### Aim of the task
Below are some records; retype all of them exactly.

** begin Input data **

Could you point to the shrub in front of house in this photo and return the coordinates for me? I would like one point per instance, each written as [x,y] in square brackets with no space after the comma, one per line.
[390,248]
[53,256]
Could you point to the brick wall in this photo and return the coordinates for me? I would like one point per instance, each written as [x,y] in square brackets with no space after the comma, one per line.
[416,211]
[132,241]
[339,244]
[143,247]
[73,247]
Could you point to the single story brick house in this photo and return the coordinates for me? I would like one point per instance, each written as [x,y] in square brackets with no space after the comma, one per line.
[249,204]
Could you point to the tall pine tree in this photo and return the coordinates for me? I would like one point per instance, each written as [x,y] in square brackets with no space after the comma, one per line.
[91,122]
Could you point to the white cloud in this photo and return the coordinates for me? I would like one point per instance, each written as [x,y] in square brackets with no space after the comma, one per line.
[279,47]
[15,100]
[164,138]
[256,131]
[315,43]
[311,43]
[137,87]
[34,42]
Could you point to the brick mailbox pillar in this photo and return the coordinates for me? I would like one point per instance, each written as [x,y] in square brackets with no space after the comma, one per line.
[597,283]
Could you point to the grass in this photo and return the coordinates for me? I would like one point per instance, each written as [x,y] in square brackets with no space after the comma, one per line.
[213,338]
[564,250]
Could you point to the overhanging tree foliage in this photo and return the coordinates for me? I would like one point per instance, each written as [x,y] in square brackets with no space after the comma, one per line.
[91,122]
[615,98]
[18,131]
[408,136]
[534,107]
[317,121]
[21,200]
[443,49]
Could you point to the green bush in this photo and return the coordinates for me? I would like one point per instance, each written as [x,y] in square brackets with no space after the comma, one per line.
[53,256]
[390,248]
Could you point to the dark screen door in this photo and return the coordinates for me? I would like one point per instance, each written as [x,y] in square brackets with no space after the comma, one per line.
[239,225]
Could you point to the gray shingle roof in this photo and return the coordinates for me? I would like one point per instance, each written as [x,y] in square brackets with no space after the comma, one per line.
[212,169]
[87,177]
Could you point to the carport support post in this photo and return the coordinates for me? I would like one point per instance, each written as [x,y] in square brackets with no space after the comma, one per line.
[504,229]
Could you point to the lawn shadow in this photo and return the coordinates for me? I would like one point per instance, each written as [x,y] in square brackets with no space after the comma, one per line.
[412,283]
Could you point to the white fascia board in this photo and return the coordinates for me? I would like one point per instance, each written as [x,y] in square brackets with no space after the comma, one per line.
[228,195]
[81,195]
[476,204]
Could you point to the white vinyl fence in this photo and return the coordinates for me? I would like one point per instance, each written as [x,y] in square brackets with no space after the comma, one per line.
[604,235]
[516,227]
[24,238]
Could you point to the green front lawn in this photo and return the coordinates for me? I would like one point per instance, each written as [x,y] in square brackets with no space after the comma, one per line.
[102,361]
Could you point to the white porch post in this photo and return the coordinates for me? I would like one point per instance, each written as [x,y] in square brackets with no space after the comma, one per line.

** end Input data **

### Complete output
Could you point to the shrub in front of house in this photo and return the coordinates for me? I would like one point per instance, each written as [x,y] in square brackets with no space after the comma, one per line.
[390,248]
[53,256]
Could you point to the brick wall in this photo and return the coordinates for me? I would like one point per instance, each written as [x,y] in square brackets with no space after the comma, one per line.
[416,211]
[132,241]
[339,244]
[143,247]
[73,247]
Could you point to the single story brick house in this photo and return the coordinates for me? I would like one point per instance, each written as [x,y] in square brackets with no space after the comma, one per line.
[249,204]
Could you point to the tall pine tree in this photo and return the coordinates for me? I would like one point per instance, each written as [x,y] in square brackets with no space after the comma, one per line.
[91,122]
Could you point to the white cloud in this photo and return the coordinates for me? I would like one point per instance, each written as [x,y] in square brackets with no space after the comma, one per line.
[279,47]
[15,100]
[164,138]
[256,131]
[315,43]
[311,43]
[137,87]
[34,42]
Could you point to the brick mailbox pillar in this photo and return the coordinates for me? I would like one point per instance, each written as [x,y] in square brackets with no space after the comma, one per line.
[597,283]
Could you point to the grass in this photo and return the coordinates for me? I would like one point per instance, each written as [x,y] in square brackets with no space after the comma, one per line.
[213,338]
[564,250]
Could you point to the overhanging tree foliage in this photo and return the coordinates for me? I would like one point per instance, each written as [x,y] in square brackets with no space after the comma, one per line.
[91,122]
[615,98]
[18,131]
[408,136]
[534,107]
[317,121]
[21,200]
[443,49]
Could you point to the green bush in this photo and return the coordinates for me? I would like one point per instance, each written as [x,y] in square brackets with no space after the comma, one per line.
[53,256]
[390,248]
Could you point to the dark screen door in this photo and return the coordinates for me? I would like one point per instance, each written as [x,y] in square brackets with no space after the comma, one per line.
[239,225]
Could you point to the gray shingle roof in this photo and return the coordinates for me? I would like one point per instance, each written as [x,y] in square brackets with no space after the comma, one per line.
[212,169]
[87,177]
Could you point to the carport support post in this photo and return the coordinates for me? I would like one point per instance, each written as [x,y] in square brackets with no space after the comma, one per line.
[504,229]
Could you point to the lawn shadow in this photo and return the coordinates for me? I would like one point per instance, each written as [x,y] in square brackets with no space after the comma, one per line.
[412,283]
Could you point to the white fascia board in this photo and return the coordinates for me? I would like one point per instance, each written as [x,y] in square brackets with no space after the comma, one per line.
[228,195]
[81,195]
[476,204]
Could you point to the white vinyl fence in this photo and return the coordinates for me? I would like one point per instance, each written as [x,y] in square brackets with no space after the comma, one per line.
[604,235]
[516,227]
[24,238]
Could you point to the green front lawn in this photo and return the coordinates for me? I would like one point per instance, each written as [x,y] in square brackets with no space after the comma, one per line.
[102,361]
Could you point to the white porch post in this photo and return the coordinates for me? I would like one point per instance, each written as [x,y] in square brackets with no space after the comma, one per line.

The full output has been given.